- **What the task asks**
Please print the data that follows, keeping every line exact.

- **Material for this exercise**
-*-

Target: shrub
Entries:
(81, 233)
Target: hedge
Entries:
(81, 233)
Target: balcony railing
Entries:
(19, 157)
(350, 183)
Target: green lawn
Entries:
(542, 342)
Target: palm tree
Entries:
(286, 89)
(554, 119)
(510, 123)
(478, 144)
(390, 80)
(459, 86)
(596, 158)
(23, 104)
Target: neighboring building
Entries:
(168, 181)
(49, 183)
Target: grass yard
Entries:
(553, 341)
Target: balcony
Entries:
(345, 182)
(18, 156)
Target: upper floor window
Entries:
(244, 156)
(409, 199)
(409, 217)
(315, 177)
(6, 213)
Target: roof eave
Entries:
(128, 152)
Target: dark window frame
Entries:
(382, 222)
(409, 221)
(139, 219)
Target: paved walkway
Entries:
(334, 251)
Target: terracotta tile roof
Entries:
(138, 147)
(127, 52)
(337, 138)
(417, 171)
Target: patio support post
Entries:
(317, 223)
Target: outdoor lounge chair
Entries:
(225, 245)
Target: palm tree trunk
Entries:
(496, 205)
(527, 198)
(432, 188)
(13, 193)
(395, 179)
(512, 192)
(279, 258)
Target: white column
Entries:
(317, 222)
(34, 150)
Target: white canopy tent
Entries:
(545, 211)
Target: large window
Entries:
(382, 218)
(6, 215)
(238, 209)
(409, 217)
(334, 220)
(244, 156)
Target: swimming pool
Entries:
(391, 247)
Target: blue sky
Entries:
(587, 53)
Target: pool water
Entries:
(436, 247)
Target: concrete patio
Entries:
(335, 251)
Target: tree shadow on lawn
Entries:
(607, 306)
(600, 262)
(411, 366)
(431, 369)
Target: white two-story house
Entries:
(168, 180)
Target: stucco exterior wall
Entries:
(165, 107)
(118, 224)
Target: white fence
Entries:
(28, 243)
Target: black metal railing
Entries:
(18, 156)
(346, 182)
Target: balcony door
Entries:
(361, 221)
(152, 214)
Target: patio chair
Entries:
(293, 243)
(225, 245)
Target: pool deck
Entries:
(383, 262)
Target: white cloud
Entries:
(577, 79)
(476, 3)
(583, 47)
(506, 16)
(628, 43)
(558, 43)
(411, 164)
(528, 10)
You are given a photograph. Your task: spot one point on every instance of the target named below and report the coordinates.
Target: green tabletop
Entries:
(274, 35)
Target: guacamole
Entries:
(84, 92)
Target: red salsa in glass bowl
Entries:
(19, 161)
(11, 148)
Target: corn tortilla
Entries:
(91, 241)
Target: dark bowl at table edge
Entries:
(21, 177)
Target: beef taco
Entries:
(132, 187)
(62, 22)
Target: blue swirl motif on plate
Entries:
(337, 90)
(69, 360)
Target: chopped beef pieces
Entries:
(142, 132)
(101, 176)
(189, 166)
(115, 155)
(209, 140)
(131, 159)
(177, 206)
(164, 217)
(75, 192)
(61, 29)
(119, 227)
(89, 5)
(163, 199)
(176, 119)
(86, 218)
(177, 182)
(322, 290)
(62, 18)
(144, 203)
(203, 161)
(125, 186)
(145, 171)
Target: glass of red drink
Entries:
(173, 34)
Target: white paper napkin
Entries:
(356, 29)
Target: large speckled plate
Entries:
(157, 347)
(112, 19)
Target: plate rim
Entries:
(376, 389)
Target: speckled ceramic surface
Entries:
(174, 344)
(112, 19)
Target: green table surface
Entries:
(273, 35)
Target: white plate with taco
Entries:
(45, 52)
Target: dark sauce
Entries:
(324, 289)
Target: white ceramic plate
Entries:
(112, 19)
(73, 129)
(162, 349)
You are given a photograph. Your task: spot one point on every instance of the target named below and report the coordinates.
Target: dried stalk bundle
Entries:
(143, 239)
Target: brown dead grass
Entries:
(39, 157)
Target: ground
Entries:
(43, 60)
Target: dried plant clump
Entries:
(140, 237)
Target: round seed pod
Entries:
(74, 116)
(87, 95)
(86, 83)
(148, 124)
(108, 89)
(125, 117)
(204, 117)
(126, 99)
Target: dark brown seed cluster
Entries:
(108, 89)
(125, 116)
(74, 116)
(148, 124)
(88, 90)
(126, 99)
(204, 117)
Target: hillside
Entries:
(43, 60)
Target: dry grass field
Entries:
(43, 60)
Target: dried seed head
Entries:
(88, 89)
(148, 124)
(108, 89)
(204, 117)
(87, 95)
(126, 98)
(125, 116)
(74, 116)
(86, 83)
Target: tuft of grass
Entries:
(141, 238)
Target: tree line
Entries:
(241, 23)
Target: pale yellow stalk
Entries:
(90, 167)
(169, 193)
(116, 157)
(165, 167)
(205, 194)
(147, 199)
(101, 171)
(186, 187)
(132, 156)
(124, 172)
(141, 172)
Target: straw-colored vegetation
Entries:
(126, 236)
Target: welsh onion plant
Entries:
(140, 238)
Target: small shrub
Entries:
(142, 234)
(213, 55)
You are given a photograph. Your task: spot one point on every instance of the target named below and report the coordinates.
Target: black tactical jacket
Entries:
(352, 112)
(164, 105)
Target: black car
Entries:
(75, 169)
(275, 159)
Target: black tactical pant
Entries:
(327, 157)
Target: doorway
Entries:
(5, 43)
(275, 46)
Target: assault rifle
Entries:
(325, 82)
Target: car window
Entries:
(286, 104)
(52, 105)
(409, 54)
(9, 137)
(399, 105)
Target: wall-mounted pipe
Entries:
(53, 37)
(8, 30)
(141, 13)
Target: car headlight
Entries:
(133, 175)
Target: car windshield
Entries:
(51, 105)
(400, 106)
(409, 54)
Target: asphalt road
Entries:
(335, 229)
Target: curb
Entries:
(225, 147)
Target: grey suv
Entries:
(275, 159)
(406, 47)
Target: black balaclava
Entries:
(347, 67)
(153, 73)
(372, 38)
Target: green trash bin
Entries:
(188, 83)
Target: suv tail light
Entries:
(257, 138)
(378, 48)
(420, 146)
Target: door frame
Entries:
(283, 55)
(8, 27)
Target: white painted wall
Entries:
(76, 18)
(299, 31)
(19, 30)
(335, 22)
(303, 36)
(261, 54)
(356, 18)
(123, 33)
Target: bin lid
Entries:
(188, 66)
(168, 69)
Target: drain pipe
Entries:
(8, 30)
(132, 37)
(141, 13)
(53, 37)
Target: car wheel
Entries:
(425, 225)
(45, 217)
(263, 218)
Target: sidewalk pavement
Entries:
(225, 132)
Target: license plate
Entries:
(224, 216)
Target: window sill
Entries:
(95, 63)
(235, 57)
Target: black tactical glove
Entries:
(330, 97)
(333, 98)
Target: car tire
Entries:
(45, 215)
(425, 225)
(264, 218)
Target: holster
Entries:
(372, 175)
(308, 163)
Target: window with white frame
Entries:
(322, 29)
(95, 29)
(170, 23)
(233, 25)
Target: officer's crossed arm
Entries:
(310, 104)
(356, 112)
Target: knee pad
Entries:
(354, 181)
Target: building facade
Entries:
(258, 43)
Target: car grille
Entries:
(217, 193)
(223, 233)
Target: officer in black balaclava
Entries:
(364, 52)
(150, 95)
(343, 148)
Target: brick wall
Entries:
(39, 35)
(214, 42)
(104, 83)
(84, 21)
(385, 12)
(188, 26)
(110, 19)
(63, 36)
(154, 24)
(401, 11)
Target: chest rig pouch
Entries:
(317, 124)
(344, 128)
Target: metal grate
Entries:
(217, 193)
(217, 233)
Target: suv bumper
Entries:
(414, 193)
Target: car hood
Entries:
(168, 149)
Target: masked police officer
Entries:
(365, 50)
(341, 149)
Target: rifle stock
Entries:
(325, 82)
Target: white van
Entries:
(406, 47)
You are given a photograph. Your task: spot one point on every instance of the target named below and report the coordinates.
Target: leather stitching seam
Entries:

-*-

- **Output of the exercise**
Target: shrub
Entries:
(81, 233)
Target: hedge
Entries:
(81, 233)
Target: balcony railing
Entries:
(19, 157)
(350, 183)
Target: green lawn
Entries:
(542, 342)
Target: palm tree
Entries:
(286, 89)
(554, 119)
(510, 123)
(478, 144)
(390, 80)
(459, 86)
(596, 158)
(23, 104)
Target: neighboring building
Entries:
(168, 181)
(49, 183)
Target: grass yard
Entries:
(553, 341)
Target: balcony
Entries:
(345, 182)
(18, 156)
Target: upper floor window
Entries:
(244, 156)
(409, 199)
(409, 217)
(315, 177)
(6, 213)
Target: roof eave
Entries:
(128, 152)
Target: dark window frame
Entries:
(382, 222)
(409, 221)
(139, 219)
Target: paved walkway
Entries:
(334, 251)
Target: terracotta tile roof
Entries:
(138, 147)
(127, 52)
(337, 138)
(417, 171)
Target: patio support post
Entries:
(317, 223)
Target: outdoor lounge chair
Entries:
(225, 245)
Target: palm tree trunk
Entries:
(496, 205)
(527, 198)
(432, 188)
(13, 193)
(395, 179)
(512, 192)
(279, 258)
Target: white column
Entries:
(317, 222)
(34, 150)
Target: white canopy tent
Entries:
(545, 211)
Target: large window
Entries:
(382, 218)
(6, 215)
(238, 209)
(409, 217)
(334, 220)
(244, 156)
Target: swimming pool
Entries:
(391, 247)
Target: blue sky
Entries:
(587, 53)
Target: pool water
Entries:
(436, 247)
Target: concrete patio
Entries:
(335, 251)
Target: tree shadow on lawn
Entries:
(607, 306)
(600, 262)
(411, 366)
(431, 369)
Target: white two-story house
Entries:
(168, 180)
Target: stucco exterior wall
Entries:
(165, 107)
(118, 224)
Target: white fence
Entries:
(28, 243)
Target: black metal railing
Entries:
(18, 156)
(346, 182)
Target: balcony door
Entries:
(361, 221)
(152, 214)
Target: patio chair
Entries:
(293, 243)
(225, 245)
Target: pool deck
Entries:
(383, 262)
Target: white cloud
Entries:
(577, 79)
(476, 3)
(583, 47)
(506, 16)
(628, 43)
(558, 43)
(411, 164)
(528, 10)
You are given a photograph. Your task: spot one point on every instance of the target named below and report the coordinates.
Target: green tabletop
Entries:
(274, 35)
Target: guacamole
Entries:
(84, 92)
Target: red salsa in glass bowl
Entries:
(19, 161)
(11, 148)
Target: corn tortilla
Entries:
(91, 241)
Target: dark bowl at table edge
Entries:
(21, 177)
Target: beef taco
Entries:
(132, 187)
(62, 22)
Target: blue swirl motif on plate
Entries:
(337, 90)
(69, 360)
Target: chopped beef pieces
Entries:
(142, 132)
(101, 176)
(189, 166)
(115, 155)
(209, 140)
(131, 159)
(177, 206)
(164, 217)
(75, 192)
(61, 29)
(119, 227)
(89, 5)
(163, 199)
(176, 119)
(86, 218)
(177, 182)
(322, 290)
(62, 18)
(144, 203)
(203, 161)
(125, 186)
(145, 171)
Target: glass of red drink
Entries:
(173, 34)
Target: white paper napkin
Entries:
(356, 29)
Target: large speckled plate
Entries:
(157, 347)
(112, 19)
Target: plate rim
Entries:
(376, 389)
Target: speckled ceramic surface
Entries:
(174, 344)
(112, 19)
Target: green table surface
Entries:
(273, 35)
Target: white plate with taco
Entries:
(45, 52)
Target: dark sauce
Entries:
(324, 289)
Target: white ceramic plate
Entries:
(112, 19)
(73, 129)
(162, 349)
You are given a photograph. Your task: spot one point on every instance of the target named below and report the coordinates.
Target: dried stalk bundle
Entries:
(143, 239)
Target: brown dead grass
Entries:
(39, 157)
Target: ground
Entries:
(43, 60)
Target: dried plant clump
Entries:
(140, 237)
Target: round seed pod
Entries:
(74, 116)
(87, 95)
(86, 83)
(148, 124)
(108, 89)
(125, 117)
(204, 117)
(126, 99)
Target: dark brown seed cluster
Entries:
(108, 89)
(125, 116)
(74, 116)
(148, 124)
(88, 90)
(126, 99)
(204, 117)
Target: hillside
Entries:
(43, 60)
Target: dry grass field
Entries:
(43, 60)
Target: dried seed head
Entries:
(88, 89)
(148, 124)
(108, 89)
(204, 117)
(87, 95)
(126, 98)
(125, 116)
(74, 116)
(86, 83)
Target: tuft of grass
Entries:
(141, 238)
Target: tree line
Entries:
(241, 23)
Target: pale yellow stalk
Entries:
(90, 167)
(169, 193)
(116, 157)
(165, 167)
(205, 194)
(147, 199)
(101, 171)
(186, 187)
(132, 156)
(124, 172)
(141, 172)
Target: straw-colored vegetation
Entries:
(126, 236)
Target: welsh onion plant
Entries:
(140, 238)
Target: small shrub
Entries:
(142, 234)
(213, 55)
You are given a photograph. Your task: spot one point on every instance of the target named below and report the coordinates.
Target: black tactical jacket
Entries:
(352, 112)
(164, 105)
Target: black car
Entries:
(75, 169)
(275, 159)
Target: black tactical pant
Entries:
(327, 157)
Target: doorway
Entries:
(5, 43)
(275, 46)
Target: assault rifle
Entries:
(325, 82)
Target: car window
Entries:
(286, 104)
(52, 105)
(409, 54)
(9, 137)
(399, 105)
Target: wall-mounted pipe
Entries:
(53, 37)
(8, 30)
(141, 13)
Target: car headlight
Entries:
(133, 175)
Target: car windshield
Entries:
(51, 105)
(400, 106)
(409, 54)
Target: asphalt road
Entries:
(335, 229)
Target: curb
Entries:
(225, 147)
Target: grey suv
Entries:
(275, 159)
(406, 47)
Target: black balaclava
Entries:
(347, 67)
(153, 73)
(372, 38)
Target: green trash bin
Entries:
(188, 83)
Target: suv tail light
Entries:
(257, 138)
(378, 48)
(420, 146)
Target: door frame
Entries:
(283, 55)
(8, 27)
Target: white painted wall
Entries:
(76, 18)
(299, 31)
(19, 30)
(335, 22)
(303, 36)
(261, 54)
(356, 18)
(123, 33)
Target: bin lid
Entries:
(188, 66)
(168, 69)
Target: drain pipe
Entries:
(8, 30)
(132, 37)
(141, 13)
(53, 37)
Target: car wheel
Entries:
(425, 225)
(45, 217)
(263, 218)
Target: sidewalk pavement
Entries:
(225, 132)
Target: license plate
Entries:
(224, 216)
Target: window sill
Entries:
(95, 63)
(235, 57)
Target: black tactical glove
Entries:
(330, 97)
(333, 98)
Target: car tire
Entries:
(45, 215)
(425, 225)
(264, 218)
Target: holster
Entries:
(372, 175)
(308, 163)
Target: window with white frame
Entries:
(322, 29)
(95, 29)
(170, 23)
(233, 25)
Target: officer's crossed arm
Entries:
(310, 104)
(356, 112)
Target: knee pad
Entries:
(354, 181)
Target: building facade
Entries:
(258, 43)
Target: car grille
Entries:
(217, 193)
(223, 233)
Target: officer in black balaclava
Entries:
(364, 52)
(150, 95)
(343, 148)
Target: brick wall
Entries:
(39, 35)
(214, 42)
(104, 83)
(84, 21)
(385, 12)
(188, 26)
(110, 19)
(63, 36)
(154, 24)
(401, 11)
Target: chest rig pouch
Entries:
(317, 124)
(344, 128)
Target: metal grate
Entries:
(217, 193)
(217, 233)
Target: suv bumper
Entries:
(414, 193)
Target: car hood
Entries:
(168, 149)
Target: masked police officer
Entries:
(365, 50)
(341, 149)
Target: rifle stock
Entries:
(325, 82)
Target: white van
Entries:
(406, 47)
You are given a photograph. Your task: spot one point on every instance of the target named below and report the coordinates.
Target: leather stitching seam
Entries:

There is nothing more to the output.